> [What the task asks] From the entries below, keep only the lines containing the string "instance", copying each one unchanged. Treat uppercase and lowercase as distinct.

> [Stored data]
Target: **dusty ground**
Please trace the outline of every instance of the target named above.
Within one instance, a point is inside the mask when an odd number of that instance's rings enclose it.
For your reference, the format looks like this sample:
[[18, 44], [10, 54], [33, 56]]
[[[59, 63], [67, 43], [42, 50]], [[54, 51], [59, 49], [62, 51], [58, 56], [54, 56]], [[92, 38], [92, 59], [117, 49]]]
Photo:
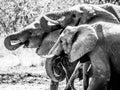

> [Correct answer]
Please trace the outline of every instance of the target named above.
Within one instance, a point is inside the mask when an odd number of that instance's rings enclose it.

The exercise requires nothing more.